### What you will do
Would you restate, exactly as they appear, the lines from the one containing "Batch job #47 — class: jacket" through the end of the data below?

--- START OF Listed records ---

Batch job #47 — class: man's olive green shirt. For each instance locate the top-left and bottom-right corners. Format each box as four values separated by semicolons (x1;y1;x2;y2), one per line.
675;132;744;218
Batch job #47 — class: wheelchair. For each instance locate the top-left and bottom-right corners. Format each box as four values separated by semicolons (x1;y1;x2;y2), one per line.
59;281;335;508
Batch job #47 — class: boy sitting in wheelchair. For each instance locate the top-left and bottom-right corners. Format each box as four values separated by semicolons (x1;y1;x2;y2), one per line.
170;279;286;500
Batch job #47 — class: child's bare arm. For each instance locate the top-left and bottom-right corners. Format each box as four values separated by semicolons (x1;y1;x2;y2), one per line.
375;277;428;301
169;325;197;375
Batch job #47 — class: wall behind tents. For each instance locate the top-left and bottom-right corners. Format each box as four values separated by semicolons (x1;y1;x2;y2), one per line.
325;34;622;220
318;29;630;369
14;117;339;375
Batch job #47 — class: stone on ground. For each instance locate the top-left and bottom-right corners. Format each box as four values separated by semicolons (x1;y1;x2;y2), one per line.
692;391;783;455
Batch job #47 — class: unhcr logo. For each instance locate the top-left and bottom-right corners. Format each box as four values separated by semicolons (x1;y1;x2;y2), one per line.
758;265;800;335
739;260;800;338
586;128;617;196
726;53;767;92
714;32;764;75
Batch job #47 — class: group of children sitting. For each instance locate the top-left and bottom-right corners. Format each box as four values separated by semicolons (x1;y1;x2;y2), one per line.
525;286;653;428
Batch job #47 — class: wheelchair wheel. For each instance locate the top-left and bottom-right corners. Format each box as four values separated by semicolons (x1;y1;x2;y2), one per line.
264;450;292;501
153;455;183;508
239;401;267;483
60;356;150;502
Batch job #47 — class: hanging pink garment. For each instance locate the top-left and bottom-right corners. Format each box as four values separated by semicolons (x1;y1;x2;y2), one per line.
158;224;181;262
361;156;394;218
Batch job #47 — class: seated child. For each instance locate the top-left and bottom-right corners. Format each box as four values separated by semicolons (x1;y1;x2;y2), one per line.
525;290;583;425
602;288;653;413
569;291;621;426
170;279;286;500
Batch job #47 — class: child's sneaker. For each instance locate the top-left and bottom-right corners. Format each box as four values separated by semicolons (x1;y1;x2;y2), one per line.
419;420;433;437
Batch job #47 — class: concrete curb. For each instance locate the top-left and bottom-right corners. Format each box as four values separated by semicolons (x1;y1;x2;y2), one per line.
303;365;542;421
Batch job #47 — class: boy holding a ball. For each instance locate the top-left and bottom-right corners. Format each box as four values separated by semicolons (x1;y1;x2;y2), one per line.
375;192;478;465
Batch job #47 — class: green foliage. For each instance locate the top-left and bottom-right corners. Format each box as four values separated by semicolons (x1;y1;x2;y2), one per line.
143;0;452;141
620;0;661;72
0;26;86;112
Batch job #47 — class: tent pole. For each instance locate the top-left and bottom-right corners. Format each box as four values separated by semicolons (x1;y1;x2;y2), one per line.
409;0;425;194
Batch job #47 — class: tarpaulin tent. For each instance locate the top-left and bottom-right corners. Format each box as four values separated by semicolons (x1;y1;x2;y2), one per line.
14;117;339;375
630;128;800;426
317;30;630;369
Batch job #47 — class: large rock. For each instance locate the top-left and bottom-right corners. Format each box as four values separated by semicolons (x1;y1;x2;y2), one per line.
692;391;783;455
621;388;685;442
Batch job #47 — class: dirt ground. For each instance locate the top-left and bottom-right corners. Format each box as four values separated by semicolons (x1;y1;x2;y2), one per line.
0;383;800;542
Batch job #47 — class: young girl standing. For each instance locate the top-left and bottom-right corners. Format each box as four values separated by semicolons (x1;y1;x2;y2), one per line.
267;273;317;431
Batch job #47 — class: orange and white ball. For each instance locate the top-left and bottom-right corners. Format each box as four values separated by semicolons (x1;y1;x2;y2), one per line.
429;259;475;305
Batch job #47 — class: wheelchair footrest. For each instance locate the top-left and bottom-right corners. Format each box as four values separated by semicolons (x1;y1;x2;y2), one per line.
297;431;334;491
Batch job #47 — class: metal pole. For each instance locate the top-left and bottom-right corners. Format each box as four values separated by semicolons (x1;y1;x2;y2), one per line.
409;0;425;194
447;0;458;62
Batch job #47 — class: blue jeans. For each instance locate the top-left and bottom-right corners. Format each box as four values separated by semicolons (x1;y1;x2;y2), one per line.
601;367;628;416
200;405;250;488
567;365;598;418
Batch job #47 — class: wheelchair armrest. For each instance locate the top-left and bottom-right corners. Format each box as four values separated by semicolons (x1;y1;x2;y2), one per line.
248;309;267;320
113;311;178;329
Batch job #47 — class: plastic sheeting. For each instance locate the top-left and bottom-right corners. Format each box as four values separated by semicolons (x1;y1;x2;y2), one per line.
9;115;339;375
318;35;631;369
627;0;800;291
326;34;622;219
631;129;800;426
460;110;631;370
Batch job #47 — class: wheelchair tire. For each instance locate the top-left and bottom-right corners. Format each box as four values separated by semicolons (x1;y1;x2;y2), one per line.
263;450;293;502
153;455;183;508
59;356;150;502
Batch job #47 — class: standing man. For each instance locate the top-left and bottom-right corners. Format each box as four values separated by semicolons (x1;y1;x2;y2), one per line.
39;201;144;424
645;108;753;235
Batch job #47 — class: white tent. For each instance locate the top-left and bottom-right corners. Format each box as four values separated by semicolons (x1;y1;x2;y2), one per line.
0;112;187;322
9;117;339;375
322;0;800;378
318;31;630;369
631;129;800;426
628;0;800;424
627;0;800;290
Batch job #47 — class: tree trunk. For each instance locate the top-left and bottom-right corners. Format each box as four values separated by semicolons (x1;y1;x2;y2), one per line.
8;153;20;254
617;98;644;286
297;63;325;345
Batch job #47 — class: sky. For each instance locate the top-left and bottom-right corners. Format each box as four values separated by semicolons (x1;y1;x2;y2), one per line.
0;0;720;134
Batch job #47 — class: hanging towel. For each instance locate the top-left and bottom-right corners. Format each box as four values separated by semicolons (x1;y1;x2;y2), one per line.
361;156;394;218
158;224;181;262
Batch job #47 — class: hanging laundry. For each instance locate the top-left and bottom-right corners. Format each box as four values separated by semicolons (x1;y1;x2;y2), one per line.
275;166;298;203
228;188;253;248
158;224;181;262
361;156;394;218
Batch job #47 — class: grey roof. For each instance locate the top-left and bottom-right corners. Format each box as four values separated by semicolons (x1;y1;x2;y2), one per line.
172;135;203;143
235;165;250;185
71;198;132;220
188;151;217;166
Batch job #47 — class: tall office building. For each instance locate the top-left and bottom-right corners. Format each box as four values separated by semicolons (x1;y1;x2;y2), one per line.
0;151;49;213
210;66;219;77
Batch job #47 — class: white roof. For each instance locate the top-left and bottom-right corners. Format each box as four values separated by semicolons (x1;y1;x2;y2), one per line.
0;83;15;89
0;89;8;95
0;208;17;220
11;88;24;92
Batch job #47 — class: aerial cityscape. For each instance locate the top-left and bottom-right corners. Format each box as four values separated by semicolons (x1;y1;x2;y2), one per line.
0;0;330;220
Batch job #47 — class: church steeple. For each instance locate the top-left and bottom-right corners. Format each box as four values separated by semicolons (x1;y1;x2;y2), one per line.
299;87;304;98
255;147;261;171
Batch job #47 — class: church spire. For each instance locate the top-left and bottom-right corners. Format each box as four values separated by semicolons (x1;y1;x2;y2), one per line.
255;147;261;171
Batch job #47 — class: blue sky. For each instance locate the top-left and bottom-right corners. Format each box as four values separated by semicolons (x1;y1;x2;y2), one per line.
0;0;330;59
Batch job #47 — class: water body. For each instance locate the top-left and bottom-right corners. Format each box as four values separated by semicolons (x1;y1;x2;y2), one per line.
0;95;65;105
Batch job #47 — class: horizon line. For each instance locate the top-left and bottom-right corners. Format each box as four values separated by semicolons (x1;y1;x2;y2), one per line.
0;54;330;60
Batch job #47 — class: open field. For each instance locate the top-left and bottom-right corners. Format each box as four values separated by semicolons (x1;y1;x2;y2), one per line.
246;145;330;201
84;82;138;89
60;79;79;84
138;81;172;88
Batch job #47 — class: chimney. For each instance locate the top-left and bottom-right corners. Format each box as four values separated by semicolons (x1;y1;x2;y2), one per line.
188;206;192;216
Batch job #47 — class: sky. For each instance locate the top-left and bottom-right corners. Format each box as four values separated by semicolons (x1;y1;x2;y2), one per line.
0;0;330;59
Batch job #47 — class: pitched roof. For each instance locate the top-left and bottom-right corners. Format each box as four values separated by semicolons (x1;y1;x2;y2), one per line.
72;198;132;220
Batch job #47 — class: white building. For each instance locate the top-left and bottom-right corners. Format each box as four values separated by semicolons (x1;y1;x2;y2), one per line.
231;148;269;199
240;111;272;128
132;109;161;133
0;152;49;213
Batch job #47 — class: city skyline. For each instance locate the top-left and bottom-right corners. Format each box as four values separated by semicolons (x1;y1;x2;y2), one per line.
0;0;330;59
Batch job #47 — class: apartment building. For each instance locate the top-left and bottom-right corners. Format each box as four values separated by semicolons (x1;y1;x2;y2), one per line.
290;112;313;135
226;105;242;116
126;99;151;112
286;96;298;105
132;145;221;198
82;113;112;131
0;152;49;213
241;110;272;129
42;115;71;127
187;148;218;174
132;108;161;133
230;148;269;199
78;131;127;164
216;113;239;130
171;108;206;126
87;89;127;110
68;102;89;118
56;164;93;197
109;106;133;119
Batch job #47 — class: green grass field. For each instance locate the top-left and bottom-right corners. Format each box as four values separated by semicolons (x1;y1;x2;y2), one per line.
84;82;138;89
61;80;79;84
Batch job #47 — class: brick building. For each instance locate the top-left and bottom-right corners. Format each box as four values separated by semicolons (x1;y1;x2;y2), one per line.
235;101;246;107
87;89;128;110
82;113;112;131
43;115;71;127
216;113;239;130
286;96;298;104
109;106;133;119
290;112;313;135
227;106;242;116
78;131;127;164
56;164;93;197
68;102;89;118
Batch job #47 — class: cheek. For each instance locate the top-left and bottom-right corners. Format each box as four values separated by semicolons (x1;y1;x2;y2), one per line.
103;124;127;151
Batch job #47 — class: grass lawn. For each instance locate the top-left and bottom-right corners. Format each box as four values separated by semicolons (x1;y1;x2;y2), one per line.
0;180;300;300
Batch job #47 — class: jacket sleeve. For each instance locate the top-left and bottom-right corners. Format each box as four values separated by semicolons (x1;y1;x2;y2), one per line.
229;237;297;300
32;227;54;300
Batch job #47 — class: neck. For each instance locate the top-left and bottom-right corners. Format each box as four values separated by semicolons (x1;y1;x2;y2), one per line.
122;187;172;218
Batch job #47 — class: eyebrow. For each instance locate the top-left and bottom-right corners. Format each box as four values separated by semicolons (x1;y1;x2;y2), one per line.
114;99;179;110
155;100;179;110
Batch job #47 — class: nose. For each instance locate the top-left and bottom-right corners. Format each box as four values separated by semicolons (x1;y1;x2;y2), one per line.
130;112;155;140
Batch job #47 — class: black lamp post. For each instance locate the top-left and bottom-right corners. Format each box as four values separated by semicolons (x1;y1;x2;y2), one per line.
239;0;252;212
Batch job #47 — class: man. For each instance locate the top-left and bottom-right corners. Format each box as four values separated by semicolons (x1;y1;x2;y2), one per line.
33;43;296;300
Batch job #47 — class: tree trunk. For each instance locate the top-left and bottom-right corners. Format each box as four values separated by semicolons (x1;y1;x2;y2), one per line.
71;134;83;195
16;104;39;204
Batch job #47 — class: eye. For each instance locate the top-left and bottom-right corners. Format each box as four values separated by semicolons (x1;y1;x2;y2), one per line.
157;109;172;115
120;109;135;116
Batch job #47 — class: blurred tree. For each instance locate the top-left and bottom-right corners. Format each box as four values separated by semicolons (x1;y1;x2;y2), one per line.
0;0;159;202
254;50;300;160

--- END OF Listed records ---

### Finished answer
Batch job #47 — class: jacket sleeve. For each instance locate the top-left and bottom-right corners. Format each box as four values separated by semicolons (x1;y1;x2;y2), one per line.
229;237;297;300
32;227;54;300
Batch job #47 — class: neck. For each instance locate the top-left and bottom-right corners. Format each box as four values separated by semicolons (x1;y1;x2;y2), one per line.
122;187;172;218
Batch job #47 — class: eyebrow. For each instance locate the top-left and bottom-right corners. Format each box as four values separated by semicolons (x1;y1;x2;y2), one per line.
114;99;179;110
155;100;179;110
Batch job #47 — class: nose. For each instance locate the top-left and bottom-right corners. Format each box as four values separated by semicolons (x1;y1;x2;y2), one per line.
130;112;155;140
Batch job #47 — class: black lamp post. For each instance locate the top-left and bottom-right corners. Format each box as four values separated by semicolons (x1;y1;x2;y2), one per line.
239;0;252;212
Batch job #47 — class: man. For each instance locate the top-left and bottom-right corners. Format each box as four values separated by semicolons (x1;y1;x2;y2), one per line.
33;43;296;300
Batch job #47 — class: tree trunk. For each instance locate the top-left and bottom-right corners. Format each box as four values separated by semicolons (x1;y1;x2;y2), one per line.
71;134;83;195
16;104;39;204
Batch job #47 — class: eye. For each instance locate the top-left and bottom-right corners. Format each box as four values separated by semicolons (x1;y1;x2;y2), one per line.
157;109;172;115
120;109;135;116
Batch job #47 — class: blurred tree. For each instance locate the top-left and bottom-right corners. Format each box as four values separated by semicolons (x1;y1;x2;y2), one per line.
0;0;159;202
254;50;300;160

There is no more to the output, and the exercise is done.